* [WHAT TO PRODUCE] In the records below, locate the line containing "Locate every instance of the driver"; output that line and every following line through the last, exactly.

(Labeled-object pointing entries)
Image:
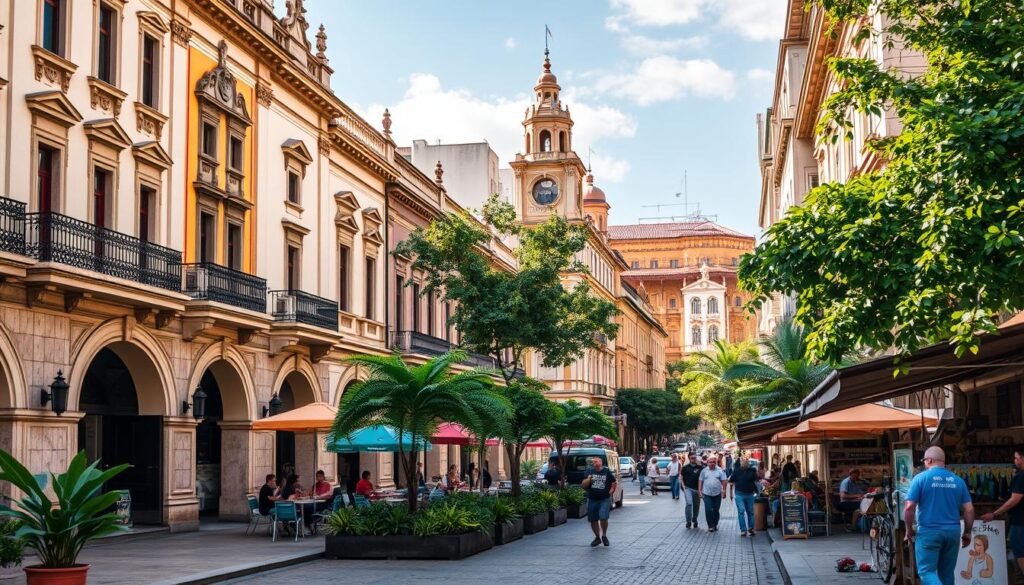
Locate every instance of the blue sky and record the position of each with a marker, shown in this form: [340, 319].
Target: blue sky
[655, 87]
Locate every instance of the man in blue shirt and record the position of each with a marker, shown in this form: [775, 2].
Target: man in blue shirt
[938, 497]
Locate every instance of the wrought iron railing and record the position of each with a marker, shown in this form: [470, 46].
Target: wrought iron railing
[55, 238]
[11, 225]
[298, 306]
[209, 281]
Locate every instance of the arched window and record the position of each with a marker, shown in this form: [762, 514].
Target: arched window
[545, 140]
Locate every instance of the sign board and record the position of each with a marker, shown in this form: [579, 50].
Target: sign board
[794, 515]
[984, 559]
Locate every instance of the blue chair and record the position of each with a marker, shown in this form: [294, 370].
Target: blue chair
[288, 512]
[255, 517]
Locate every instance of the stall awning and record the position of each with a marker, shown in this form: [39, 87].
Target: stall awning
[930, 367]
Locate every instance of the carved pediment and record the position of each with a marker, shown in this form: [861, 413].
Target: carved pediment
[54, 106]
[218, 87]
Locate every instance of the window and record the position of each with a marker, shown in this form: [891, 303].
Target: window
[107, 44]
[235, 247]
[344, 257]
[371, 273]
[293, 187]
[53, 26]
[207, 237]
[151, 71]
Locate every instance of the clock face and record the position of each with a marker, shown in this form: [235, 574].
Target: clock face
[545, 192]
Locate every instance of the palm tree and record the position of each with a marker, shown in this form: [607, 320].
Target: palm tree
[713, 394]
[415, 401]
[784, 374]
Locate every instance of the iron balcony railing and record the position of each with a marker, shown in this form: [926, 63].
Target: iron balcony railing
[298, 306]
[11, 225]
[55, 238]
[208, 281]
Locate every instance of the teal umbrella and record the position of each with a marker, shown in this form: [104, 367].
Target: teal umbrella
[376, 439]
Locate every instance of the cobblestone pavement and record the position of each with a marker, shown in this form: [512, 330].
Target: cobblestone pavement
[649, 545]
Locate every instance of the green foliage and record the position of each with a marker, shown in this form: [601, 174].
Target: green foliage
[503, 311]
[415, 400]
[58, 530]
[930, 247]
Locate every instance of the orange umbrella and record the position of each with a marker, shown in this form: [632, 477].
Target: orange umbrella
[310, 417]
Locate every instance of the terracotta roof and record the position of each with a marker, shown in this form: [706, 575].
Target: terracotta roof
[673, 230]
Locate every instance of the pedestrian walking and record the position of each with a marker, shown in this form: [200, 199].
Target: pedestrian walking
[711, 486]
[674, 466]
[600, 484]
[937, 497]
[1015, 509]
[744, 481]
[642, 472]
[691, 483]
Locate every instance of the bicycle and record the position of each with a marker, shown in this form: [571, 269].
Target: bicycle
[883, 537]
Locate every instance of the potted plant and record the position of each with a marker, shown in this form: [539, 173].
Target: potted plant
[574, 500]
[57, 530]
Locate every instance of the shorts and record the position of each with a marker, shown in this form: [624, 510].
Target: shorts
[598, 509]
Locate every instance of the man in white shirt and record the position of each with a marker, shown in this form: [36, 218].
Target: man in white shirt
[712, 485]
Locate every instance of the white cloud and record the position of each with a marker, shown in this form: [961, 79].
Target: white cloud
[431, 112]
[666, 78]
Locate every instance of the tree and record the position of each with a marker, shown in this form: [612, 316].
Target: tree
[654, 413]
[574, 421]
[713, 395]
[530, 419]
[931, 247]
[415, 401]
[503, 314]
[782, 377]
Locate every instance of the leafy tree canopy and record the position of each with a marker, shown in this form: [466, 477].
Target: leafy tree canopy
[931, 247]
[503, 312]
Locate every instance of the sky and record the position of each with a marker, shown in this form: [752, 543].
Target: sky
[657, 89]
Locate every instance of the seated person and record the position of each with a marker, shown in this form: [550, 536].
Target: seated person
[850, 496]
[365, 487]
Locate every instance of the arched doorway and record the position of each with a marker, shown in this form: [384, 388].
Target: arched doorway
[114, 430]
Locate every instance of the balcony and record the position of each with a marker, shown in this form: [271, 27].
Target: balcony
[208, 281]
[55, 238]
[298, 306]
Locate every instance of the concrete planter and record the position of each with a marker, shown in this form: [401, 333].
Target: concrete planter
[535, 524]
[451, 547]
[556, 516]
[506, 533]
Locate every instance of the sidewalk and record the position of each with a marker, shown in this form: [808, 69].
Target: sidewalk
[812, 561]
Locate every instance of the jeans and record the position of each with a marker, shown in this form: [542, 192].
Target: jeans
[744, 511]
[692, 505]
[937, 550]
[712, 505]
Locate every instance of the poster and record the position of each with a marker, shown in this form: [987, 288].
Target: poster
[984, 559]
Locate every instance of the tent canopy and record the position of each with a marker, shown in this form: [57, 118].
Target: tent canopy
[314, 416]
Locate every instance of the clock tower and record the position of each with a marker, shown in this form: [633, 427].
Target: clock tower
[548, 174]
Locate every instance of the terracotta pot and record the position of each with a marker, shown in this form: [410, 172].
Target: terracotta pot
[70, 576]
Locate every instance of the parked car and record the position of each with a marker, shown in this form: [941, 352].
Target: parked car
[627, 467]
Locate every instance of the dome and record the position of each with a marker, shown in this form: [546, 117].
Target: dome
[591, 193]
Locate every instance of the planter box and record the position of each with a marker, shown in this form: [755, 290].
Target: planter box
[505, 534]
[535, 524]
[451, 547]
[578, 510]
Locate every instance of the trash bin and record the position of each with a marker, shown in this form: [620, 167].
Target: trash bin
[760, 513]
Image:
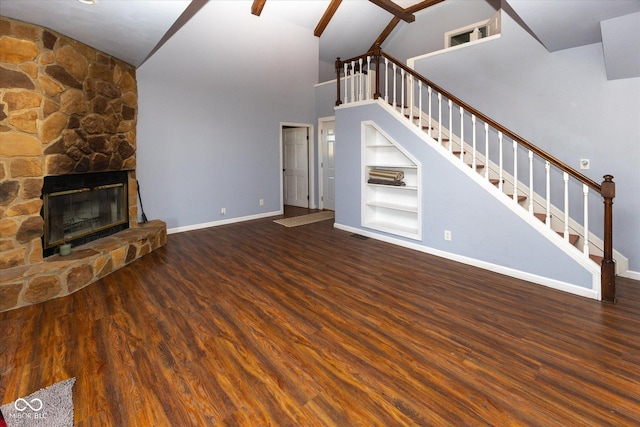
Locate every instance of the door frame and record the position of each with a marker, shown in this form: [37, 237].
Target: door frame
[310, 162]
[321, 125]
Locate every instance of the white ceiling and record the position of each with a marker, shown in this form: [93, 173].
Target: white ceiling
[126, 29]
[131, 30]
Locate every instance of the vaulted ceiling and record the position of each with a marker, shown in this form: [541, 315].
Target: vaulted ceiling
[131, 30]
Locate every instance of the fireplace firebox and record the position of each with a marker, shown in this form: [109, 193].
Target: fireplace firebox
[80, 208]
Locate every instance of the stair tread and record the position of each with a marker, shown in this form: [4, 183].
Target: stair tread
[541, 216]
[521, 198]
[573, 238]
[596, 258]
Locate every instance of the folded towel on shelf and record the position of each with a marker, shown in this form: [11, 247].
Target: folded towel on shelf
[386, 174]
[395, 182]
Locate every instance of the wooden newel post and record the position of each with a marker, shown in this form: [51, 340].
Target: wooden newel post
[608, 266]
[376, 53]
[338, 69]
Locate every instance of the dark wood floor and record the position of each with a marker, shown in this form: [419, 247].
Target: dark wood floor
[257, 324]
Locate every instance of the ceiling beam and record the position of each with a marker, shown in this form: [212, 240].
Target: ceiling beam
[385, 33]
[256, 7]
[394, 9]
[422, 5]
[328, 14]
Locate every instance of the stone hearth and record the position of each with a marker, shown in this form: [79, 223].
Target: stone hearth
[65, 108]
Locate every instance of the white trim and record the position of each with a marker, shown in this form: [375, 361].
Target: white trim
[311, 163]
[518, 274]
[321, 123]
[630, 274]
[411, 61]
[467, 28]
[222, 222]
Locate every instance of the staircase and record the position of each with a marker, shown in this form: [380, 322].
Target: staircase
[517, 172]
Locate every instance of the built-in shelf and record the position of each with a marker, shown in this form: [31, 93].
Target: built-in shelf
[390, 208]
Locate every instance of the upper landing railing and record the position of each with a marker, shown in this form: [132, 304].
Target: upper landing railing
[518, 167]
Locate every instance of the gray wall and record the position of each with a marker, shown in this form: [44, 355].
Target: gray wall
[211, 101]
[560, 101]
[482, 227]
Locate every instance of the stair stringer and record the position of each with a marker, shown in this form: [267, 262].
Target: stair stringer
[596, 244]
[573, 259]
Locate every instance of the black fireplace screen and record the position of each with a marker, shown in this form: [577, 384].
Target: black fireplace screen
[83, 210]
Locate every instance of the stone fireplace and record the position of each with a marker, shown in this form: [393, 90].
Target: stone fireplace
[67, 112]
[81, 208]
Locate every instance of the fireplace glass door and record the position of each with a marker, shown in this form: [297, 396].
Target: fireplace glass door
[73, 214]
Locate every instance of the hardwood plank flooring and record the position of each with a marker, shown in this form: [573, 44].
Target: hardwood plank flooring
[257, 324]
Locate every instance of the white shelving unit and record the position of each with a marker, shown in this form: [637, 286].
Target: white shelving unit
[389, 208]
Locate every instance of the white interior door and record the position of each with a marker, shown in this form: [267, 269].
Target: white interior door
[328, 166]
[296, 167]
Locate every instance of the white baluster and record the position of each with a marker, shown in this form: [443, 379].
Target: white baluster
[585, 191]
[450, 126]
[486, 151]
[411, 96]
[500, 165]
[386, 80]
[430, 123]
[402, 89]
[368, 80]
[473, 150]
[461, 134]
[531, 182]
[346, 86]
[439, 118]
[515, 171]
[547, 167]
[420, 106]
[353, 81]
[566, 206]
[360, 81]
[395, 67]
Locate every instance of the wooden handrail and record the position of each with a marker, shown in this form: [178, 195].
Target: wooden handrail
[505, 131]
[606, 189]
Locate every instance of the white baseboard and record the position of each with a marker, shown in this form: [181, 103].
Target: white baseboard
[507, 271]
[222, 222]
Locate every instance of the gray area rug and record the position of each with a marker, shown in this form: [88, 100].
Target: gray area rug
[306, 219]
[51, 407]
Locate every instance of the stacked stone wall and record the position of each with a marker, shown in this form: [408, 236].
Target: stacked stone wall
[65, 108]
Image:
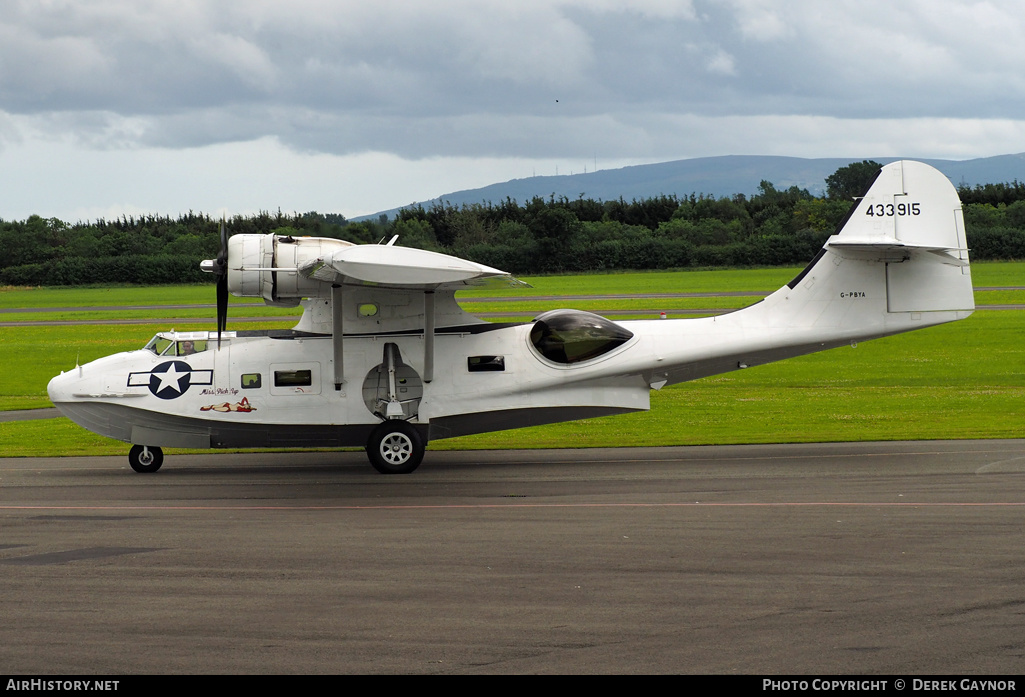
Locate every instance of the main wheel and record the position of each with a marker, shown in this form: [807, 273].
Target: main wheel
[395, 448]
[146, 458]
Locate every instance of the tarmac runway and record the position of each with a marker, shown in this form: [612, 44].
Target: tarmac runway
[872, 558]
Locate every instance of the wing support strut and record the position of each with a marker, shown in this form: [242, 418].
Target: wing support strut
[428, 335]
[336, 336]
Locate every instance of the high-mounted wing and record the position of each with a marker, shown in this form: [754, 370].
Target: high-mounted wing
[391, 267]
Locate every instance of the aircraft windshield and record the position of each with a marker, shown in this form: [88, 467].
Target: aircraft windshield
[178, 344]
[158, 344]
[573, 336]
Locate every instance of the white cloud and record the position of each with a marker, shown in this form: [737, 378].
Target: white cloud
[116, 103]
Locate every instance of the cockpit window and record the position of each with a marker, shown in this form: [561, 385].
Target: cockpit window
[188, 347]
[572, 336]
[158, 344]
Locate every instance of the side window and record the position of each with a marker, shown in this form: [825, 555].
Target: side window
[292, 378]
[486, 364]
[295, 378]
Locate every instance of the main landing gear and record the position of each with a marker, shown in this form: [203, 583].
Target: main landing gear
[146, 458]
[395, 447]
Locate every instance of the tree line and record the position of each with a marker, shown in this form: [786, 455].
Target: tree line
[540, 236]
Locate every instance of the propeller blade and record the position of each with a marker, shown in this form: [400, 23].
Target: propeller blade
[221, 305]
[221, 272]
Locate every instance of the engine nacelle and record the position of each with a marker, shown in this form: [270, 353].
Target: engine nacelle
[264, 265]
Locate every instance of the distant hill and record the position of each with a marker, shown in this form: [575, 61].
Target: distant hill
[715, 176]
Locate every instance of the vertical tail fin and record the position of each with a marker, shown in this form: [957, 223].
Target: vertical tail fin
[911, 220]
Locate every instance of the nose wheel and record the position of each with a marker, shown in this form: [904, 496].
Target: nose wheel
[146, 458]
[395, 448]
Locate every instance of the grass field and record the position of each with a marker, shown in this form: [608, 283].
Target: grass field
[960, 380]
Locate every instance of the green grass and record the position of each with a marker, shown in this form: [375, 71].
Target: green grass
[960, 380]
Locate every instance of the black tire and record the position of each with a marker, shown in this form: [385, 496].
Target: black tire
[395, 448]
[146, 458]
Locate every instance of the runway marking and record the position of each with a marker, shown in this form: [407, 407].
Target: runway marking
[392, 506]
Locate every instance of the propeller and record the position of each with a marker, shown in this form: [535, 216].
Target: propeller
[220, 269]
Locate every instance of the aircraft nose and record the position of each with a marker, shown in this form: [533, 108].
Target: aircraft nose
[58, 387]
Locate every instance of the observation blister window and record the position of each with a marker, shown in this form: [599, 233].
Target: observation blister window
[570, 336]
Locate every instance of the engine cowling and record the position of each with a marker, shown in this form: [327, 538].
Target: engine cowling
[264, 265]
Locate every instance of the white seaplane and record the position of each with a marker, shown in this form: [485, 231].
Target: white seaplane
[384, 358]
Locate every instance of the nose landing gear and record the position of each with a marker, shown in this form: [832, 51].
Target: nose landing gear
[146, 458]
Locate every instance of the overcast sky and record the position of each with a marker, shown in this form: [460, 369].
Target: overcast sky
[111, 107]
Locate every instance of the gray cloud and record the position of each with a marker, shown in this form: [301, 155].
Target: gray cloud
[526, 79]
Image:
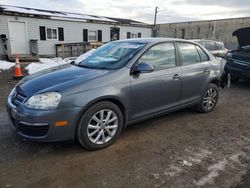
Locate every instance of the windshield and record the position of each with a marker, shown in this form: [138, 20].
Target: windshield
[112, 55]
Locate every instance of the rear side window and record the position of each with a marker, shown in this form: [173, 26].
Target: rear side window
[161, 56]
[213, 45]
[189, 54]
[203, 55]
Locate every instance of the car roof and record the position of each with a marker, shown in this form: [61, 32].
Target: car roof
[154, 40]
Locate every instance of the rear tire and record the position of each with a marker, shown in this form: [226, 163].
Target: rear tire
[100, 126]
[209, 99]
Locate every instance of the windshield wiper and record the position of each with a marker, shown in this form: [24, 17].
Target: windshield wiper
[86, 66]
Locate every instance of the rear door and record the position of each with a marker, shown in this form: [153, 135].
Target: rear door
[159, 90]
[195, 70]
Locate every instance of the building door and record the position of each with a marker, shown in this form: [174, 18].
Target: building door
[18, 37]
[114, 33]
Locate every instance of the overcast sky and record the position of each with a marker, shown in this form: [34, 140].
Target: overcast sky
[143, 10]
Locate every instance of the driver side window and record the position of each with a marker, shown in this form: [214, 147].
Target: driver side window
[161, 56]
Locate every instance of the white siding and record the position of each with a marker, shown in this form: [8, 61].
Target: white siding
[3, 30]
[73, 31]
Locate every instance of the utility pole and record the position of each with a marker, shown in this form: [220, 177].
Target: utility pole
[154, 29]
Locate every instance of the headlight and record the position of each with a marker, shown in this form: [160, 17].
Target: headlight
[44, 101]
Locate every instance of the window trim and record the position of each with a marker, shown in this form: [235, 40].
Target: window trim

* [EXERCISE SOLUTION]
Locate every instance of the driver side window and record the position of each with a marker, shown in this form: [214, 147].
Target: driver side window
[161, 56]
Locate every instance of the white siding and record the position of each with a marker, shown in this form: [8, 61].
Target: white siding
[3, 30]
[73, 31]
Locate every instance of the utility pole and record the position of each with a marker, shown in this form: [220, 177].
Target: utility pole
[154, 29]
Locate every instance of the headlight and record the position of each with a marker, shown in this form: [160, 17].
Target: headlight
[44, 101]
Locate every instance of the window trim and record the position of each with a marker, shown in this form: [235, 40].
Target: window trim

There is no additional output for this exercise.